#### Passage provided
Quazem Shah

Personal information
- Full name: Syed Quazem Kirmanee Shah
- Date of birth: 25 October 1998 (age 27)
- Place of birth: Dhaka, Bangladesh
- Height: 1.74 m (5 ft 8+1⁄2 in)
- Positions: Attacking midfielder; left winger;

Team information
- Current team: Bashundhara Kings

College career
- Years: Team / Apps / (Gls)
- 2017–2021: Alberta Golden Bears / 30 / (3)

Senior career*
- Years: Team / Apps / (Gls)
- 2022–2025: Bangladesh Police / 51 / (4)
- 2025–2026: Dhaka Abahani / 18 / (2)
- 2026–: Bashundhara Kings / 0 / (0)

International career^{‡}
- 2024–: Bangladesh / 8 / (0)

= Syed Shah Quazem Kirmane =

Bangladeshi football player (born 1998)

Syed Quazem Shah Kirmanee (সৈয়দ ক্বাজেম শাহ কিরমানী, /bn/); born 25 October 1998), is a Bangladeshi professional footballer who plays as a midfielder for Bashundhara Kings in the Bangladesh Premier League and the Bangladesh national team.

==Early life==
Quazem was born on 25 October 1998 in Dhaka, Bangladesh. His father, Halim Shah, was a first class cricketer. Quazem moved to Canada at the age of seven, where he attended Lillian Osborne High School in Edmonton.

==University career==
Quazem began attending the University of Alberta in 2017, where he played for the men's soccer team. In his first two seasons he made a total of thirteen appearances and started only on two occasions. On 23 August 2019, he scored his first goal against the Lethbridge Pronghorns in 2–1 victory. In the same season he made eleven appearances and also managed to score twice for his team. Following his graduation in 2021, he received offers from a few professional clubs from Bangladesh.

==Club career==
===Bangladesh Police===
In 2021, Quazem successfully trialed for Bangladesh Premier League club Saif SC, however, he was not able to join the team due to passport issues.

In October 2022, Quazem joined Bangladesh Premier League club Bangladesh Police FC. On 16 November 2022, he made his competitive debut for the club against Rahmatganj MFS in the 2022–23 Independence Cup. On 24 November, he scored his first professional goal during a 4–3 victory over Sheikh Jamal Dhanmondi Club. Quazem made his league debut against Mohammedan SC on 22 December. He scored his first league goal during a 7–0 victory over AFC Uttara on 20 May 2023.

#### Extracted material
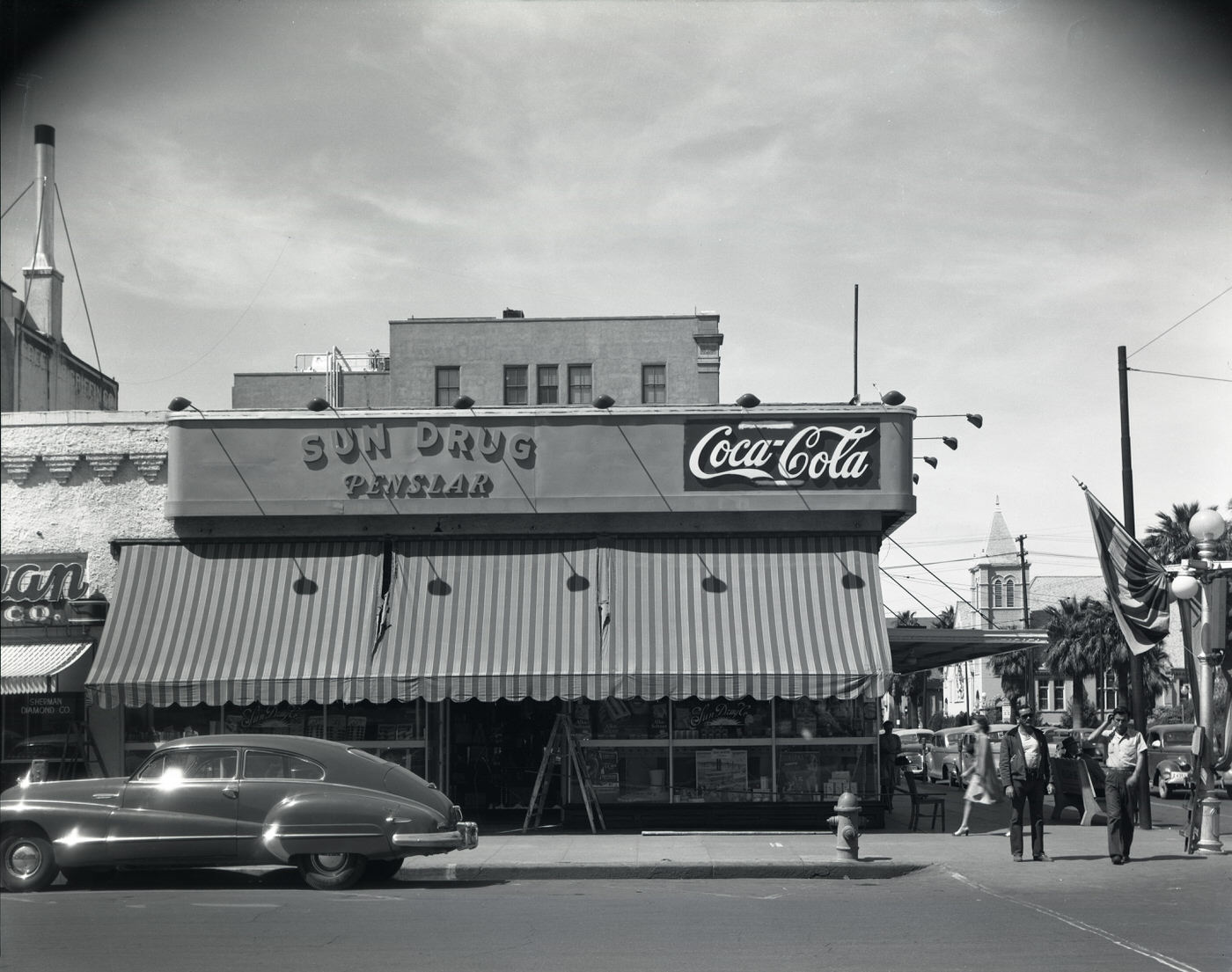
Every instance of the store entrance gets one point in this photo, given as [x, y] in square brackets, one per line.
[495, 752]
--
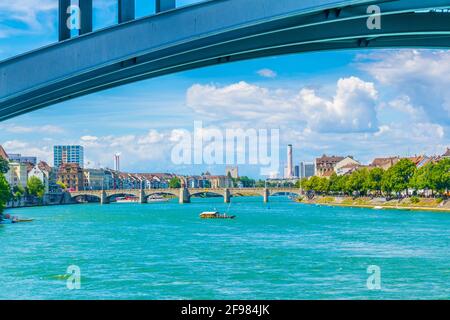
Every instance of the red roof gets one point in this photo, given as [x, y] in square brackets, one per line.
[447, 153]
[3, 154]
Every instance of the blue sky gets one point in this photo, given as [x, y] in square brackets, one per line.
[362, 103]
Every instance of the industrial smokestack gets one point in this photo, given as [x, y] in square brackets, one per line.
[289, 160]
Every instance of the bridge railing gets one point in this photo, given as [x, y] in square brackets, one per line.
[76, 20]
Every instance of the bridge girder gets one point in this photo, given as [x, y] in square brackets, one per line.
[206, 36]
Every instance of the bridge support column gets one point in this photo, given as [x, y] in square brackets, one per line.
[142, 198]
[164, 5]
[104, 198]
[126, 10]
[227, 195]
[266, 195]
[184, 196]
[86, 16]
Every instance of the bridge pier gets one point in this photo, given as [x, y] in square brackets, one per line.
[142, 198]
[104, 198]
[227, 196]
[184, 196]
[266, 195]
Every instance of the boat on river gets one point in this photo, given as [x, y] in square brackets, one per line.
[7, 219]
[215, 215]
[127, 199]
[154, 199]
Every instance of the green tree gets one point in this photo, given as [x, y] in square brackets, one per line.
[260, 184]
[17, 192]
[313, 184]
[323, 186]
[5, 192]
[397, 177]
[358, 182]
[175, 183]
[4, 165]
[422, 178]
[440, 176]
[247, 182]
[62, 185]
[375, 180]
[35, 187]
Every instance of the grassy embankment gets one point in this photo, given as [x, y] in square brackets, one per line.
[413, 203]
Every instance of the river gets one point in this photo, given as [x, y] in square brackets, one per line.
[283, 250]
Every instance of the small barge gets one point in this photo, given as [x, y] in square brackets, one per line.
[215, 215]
---
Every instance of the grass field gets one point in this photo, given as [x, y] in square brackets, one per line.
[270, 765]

#### Goal
Go on with the Quazem Shah biography, picking up after its last sentence. The rows were taken from a separate source.

#### Task result
===Dhaka Abahani===
In July 2025, Quazem completed a move to Dhaka Abahani, marking the end of his three-season spell with Bangladesh Police, where he made sixty-seven appearances in all competitions, scoring seven goals.

==International career==
In November 2023, Quazem was included in the Bangladesh national team's 30-men preliminary squad for the 2026 FIFA World Cup qualification – AFC second round. However, on 2 November, he sustained a hamstring injury during a game against Sheikh Jamal Dhanmondi Club, which kept him out of action for almost two weeks.

Quazem made his debut for the Bangladesh national team on 11 June 2024 in a World Cup qualifier against Lebanon at the Khalifa International Stadium in Qatar. He substituted Shekh Morsalin in the 77th minute as Lebanon won 4–0.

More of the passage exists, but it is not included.